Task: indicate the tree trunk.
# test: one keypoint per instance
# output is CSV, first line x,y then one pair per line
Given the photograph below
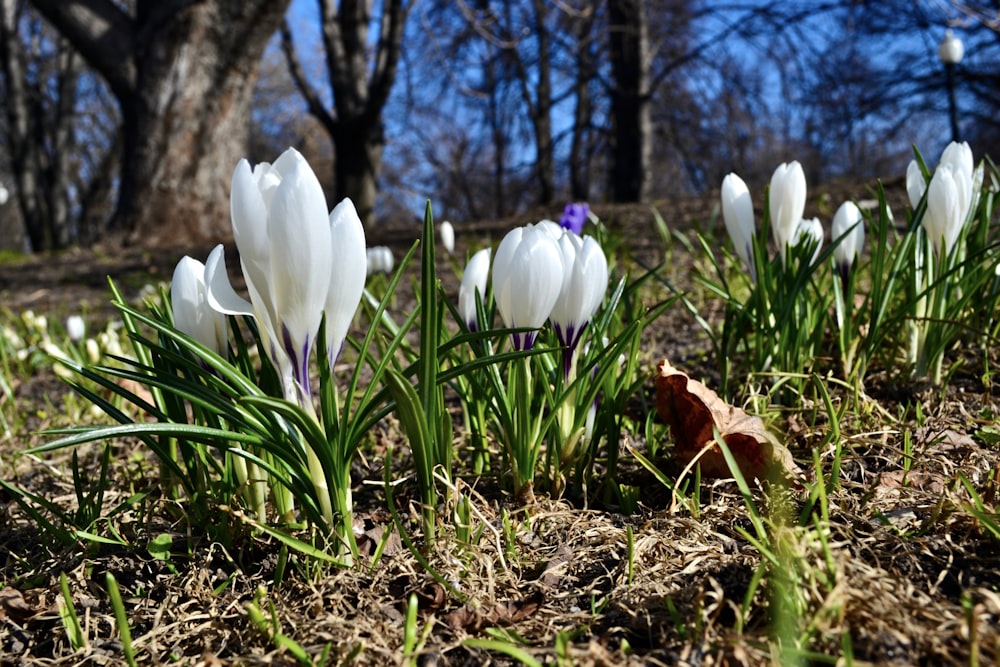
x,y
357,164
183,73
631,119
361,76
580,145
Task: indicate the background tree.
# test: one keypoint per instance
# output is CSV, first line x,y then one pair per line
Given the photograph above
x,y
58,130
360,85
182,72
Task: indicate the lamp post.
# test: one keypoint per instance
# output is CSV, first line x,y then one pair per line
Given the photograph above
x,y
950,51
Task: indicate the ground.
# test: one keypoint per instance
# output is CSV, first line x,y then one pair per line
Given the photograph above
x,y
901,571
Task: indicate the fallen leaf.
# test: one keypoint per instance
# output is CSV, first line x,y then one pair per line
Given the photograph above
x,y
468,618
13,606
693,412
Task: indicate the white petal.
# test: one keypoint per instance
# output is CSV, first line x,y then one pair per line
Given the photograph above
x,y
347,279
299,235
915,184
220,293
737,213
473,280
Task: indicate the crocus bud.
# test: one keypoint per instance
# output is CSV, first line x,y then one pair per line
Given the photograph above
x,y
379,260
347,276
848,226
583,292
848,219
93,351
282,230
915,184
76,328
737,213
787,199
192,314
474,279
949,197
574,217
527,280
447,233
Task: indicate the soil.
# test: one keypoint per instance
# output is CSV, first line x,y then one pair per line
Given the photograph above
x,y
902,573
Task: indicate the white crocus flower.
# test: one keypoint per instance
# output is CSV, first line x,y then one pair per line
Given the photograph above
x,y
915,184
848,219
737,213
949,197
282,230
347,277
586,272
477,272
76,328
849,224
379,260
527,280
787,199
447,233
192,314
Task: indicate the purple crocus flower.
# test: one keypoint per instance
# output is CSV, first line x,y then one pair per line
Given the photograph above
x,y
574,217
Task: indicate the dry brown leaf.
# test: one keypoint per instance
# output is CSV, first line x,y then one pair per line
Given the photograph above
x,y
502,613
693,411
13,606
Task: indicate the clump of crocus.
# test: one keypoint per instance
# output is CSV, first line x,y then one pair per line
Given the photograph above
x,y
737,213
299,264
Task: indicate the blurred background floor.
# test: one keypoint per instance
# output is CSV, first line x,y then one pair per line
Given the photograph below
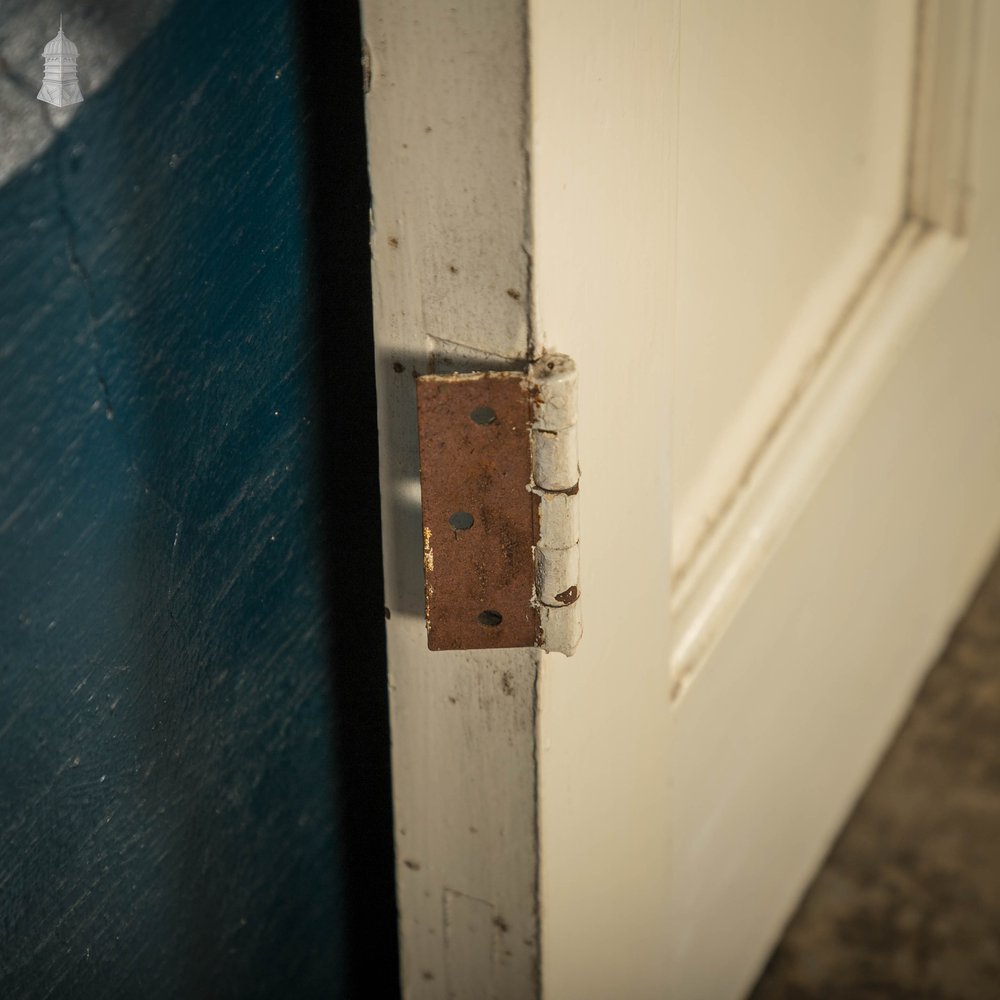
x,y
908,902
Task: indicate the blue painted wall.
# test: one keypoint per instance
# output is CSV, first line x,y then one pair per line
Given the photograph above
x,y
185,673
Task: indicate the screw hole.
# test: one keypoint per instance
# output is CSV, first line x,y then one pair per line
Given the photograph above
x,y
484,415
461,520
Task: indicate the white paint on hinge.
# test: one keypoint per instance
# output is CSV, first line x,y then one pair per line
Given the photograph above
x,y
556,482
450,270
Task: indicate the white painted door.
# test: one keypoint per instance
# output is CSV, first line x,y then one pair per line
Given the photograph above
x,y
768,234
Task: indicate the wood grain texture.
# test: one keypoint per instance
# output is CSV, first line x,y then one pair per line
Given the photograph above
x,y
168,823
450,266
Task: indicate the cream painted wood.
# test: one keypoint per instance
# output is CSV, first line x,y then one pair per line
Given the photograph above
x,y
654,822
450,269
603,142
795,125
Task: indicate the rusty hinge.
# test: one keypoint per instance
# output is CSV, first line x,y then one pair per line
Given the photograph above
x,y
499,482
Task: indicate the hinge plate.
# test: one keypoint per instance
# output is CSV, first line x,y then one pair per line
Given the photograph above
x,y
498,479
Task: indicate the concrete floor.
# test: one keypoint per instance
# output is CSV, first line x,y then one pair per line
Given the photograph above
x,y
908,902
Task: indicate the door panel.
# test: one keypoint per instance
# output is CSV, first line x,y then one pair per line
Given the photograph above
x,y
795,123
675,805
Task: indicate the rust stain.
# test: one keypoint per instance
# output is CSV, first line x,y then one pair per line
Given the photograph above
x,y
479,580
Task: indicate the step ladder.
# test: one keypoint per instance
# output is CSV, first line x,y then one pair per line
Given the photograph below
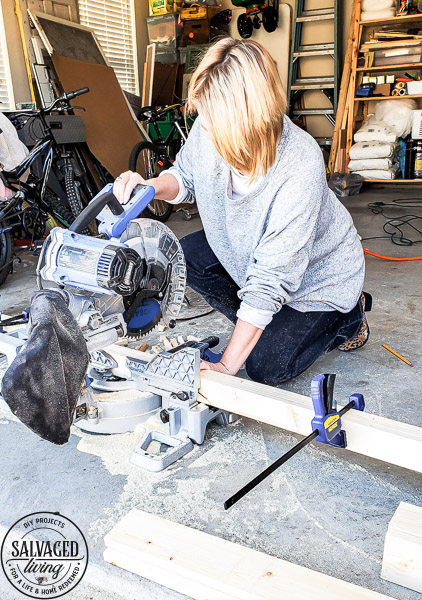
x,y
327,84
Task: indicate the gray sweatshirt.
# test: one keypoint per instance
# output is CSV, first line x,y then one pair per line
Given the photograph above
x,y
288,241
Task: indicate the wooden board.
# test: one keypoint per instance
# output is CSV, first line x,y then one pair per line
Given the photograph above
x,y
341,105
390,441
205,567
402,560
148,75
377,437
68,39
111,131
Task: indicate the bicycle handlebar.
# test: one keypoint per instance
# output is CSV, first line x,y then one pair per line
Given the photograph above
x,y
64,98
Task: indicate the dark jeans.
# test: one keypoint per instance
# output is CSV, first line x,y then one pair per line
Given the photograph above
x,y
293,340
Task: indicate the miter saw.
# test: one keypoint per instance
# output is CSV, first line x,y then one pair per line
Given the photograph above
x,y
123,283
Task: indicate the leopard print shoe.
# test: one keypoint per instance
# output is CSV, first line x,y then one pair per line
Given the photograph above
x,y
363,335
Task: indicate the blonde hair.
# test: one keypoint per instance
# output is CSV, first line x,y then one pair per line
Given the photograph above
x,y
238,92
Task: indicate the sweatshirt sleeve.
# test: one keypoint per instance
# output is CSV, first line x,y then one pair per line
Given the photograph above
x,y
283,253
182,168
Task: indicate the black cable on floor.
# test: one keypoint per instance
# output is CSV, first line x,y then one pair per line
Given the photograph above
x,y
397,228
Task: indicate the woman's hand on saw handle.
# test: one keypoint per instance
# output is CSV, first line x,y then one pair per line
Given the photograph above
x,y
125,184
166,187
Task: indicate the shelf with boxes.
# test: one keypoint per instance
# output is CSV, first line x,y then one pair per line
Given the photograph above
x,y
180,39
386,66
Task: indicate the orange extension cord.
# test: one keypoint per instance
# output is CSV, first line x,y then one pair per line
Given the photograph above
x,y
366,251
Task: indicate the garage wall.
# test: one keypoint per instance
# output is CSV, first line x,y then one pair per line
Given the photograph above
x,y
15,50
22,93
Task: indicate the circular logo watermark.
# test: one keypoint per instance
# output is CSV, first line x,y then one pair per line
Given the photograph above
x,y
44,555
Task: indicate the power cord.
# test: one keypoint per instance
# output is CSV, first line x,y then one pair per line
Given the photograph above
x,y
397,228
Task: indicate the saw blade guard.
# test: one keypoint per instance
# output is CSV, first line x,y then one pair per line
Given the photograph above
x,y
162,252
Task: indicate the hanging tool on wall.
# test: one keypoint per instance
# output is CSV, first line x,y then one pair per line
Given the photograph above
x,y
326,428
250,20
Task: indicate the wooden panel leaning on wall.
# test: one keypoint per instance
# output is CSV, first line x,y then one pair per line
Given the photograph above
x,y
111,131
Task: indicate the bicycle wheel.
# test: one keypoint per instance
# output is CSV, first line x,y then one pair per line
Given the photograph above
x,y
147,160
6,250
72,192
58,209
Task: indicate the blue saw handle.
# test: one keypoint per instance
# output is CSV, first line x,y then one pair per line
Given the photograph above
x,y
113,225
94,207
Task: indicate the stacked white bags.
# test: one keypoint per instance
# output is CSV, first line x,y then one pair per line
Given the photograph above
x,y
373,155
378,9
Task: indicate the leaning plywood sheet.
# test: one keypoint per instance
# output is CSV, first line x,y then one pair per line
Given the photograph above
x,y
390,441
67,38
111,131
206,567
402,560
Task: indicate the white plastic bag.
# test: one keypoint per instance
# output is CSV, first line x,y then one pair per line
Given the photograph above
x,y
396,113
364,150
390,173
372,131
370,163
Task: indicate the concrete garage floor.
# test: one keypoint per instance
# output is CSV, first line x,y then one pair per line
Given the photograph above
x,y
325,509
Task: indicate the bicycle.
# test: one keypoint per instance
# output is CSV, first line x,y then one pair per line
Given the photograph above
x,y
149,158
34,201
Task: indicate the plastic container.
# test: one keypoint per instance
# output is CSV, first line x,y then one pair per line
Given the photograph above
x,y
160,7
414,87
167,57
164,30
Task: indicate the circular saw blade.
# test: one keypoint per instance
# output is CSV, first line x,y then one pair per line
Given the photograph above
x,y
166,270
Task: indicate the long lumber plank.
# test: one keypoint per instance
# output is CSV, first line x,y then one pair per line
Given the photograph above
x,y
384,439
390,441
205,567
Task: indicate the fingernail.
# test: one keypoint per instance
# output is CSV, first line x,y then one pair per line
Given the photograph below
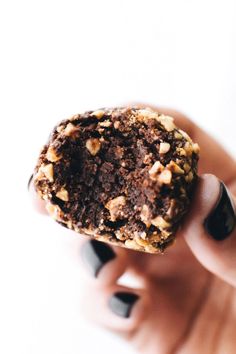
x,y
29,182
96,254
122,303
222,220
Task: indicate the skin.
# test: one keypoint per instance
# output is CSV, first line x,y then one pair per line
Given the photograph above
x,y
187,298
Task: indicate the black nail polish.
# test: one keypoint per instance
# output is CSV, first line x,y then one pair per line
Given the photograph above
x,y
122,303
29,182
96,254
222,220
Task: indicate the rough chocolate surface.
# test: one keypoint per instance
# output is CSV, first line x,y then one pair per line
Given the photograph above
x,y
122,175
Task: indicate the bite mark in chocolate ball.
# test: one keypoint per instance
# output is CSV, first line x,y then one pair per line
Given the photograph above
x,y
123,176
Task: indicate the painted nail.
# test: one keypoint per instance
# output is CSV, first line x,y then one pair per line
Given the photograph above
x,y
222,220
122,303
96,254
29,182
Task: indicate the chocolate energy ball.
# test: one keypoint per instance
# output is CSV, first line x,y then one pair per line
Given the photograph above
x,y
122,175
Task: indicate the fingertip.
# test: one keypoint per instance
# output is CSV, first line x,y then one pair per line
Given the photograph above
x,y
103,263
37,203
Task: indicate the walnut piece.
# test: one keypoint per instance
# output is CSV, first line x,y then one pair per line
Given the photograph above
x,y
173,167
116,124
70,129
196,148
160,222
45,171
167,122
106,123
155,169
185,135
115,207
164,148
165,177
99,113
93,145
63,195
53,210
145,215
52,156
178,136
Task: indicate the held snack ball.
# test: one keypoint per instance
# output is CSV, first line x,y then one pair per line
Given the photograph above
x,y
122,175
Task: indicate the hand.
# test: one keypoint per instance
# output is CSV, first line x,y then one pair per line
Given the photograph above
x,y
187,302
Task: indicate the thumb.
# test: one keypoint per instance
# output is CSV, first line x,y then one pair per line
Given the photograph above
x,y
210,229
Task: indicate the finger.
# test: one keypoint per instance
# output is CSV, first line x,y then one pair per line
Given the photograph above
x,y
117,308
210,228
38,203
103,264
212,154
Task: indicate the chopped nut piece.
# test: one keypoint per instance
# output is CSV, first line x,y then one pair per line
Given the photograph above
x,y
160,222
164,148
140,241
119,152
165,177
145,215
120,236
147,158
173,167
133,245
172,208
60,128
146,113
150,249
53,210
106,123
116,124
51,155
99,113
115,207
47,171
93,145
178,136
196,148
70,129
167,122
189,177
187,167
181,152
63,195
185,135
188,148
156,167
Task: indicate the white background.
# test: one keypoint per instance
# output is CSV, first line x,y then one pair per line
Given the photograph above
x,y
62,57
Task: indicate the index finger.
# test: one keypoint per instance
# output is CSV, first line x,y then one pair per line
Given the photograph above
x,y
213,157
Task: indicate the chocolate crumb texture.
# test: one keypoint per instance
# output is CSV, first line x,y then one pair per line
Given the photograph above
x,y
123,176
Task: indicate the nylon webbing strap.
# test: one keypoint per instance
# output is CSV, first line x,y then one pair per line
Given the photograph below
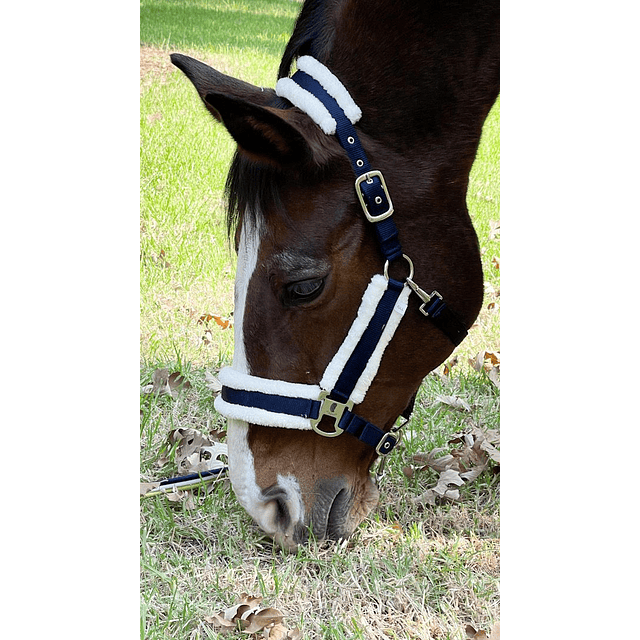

_ _ _ _ _

- [TASK PROMPT] Repeat exactly the lines from the one containing "Task: indicate the fingertip." through the last line of the records above, both included, and leave out the pictures.

- [EXERCISE RESPONSE]
Task: indicate the fingertip.
# test: one keypoint per instance
# output is CSV, first line x,y then one pair per line
Given the photograph above
x,y
103,263
37,203
Task: indicate the walnut piece.
# test: one keypoint per instance
# output is CSV, first line x,y then one pair per line
Given the photograph above
x,y
173,167
116,124
70,129
196,148
160,222
45,171
167,122
106,123
155,169
185,135
115,207
164,148
165,177
99,113
93,145
63,195
53,210
145,215
52,156
178,136
Task: indicate the held snack ball.
# test: one keypoint per instance
# output is CSV, first line x,y then one pair per line
Given the photograph above
x,y
122,175
Task: indicate the hand.
# test: one keypoint per instance
# output is CSV, first line x,y then one pair per line
Given the photograph above
x,y
187,302
Task: indicate the thumb.
# test: one keypoint per instance
# output is CSV, first line x,y then one pair per line
Given the photograph above
x,y
210,229
Task: indicate the finger.
# test: one keypoint per instance
# output is CSV, first line x,y then one pair per line
Given the photograph above
x,y
117,308
210,228
38,203
103,264
212,154
Task: indicate the chopped nut piece.
# test: one keypoint per instance
# output is CSV, first line x,y then one pair per line
Given the photograph above
x,y
160,222
164,148
140,241
119,152
165,177
145,215
120,236
147,158
173,167
133,245
172,208
60,128
146,113
150,249
53,210
106,123
116,124
51,155
99,113
115,207
47,171
93,145
178,136
196,148
70,129
167,122
189,177
187,167
181,152
63,195
185,135
188,148
156,167
Task: indicate the white background.
# test: one keypoint per instance
# output is CSV, first line x,y then one pair per line
Given the photograph above
x,y
62,57
Task: indicate the index finger.
# test: one keypoint per instance
# output is CSV, first line x,y then one pair per line
Given the photograph above
x,y
213,157
Task: indicate the chocolate crumb texture.
# test: one keypoint per instance
# output is CSV, first line x,y then one pair per line
Given the photograph above
x,y
123,176
Task: indicate the nylon webbing strap.
# test: one keypoint per instance
# output is CSV, first line x,y then one pair per line
Given the photograph below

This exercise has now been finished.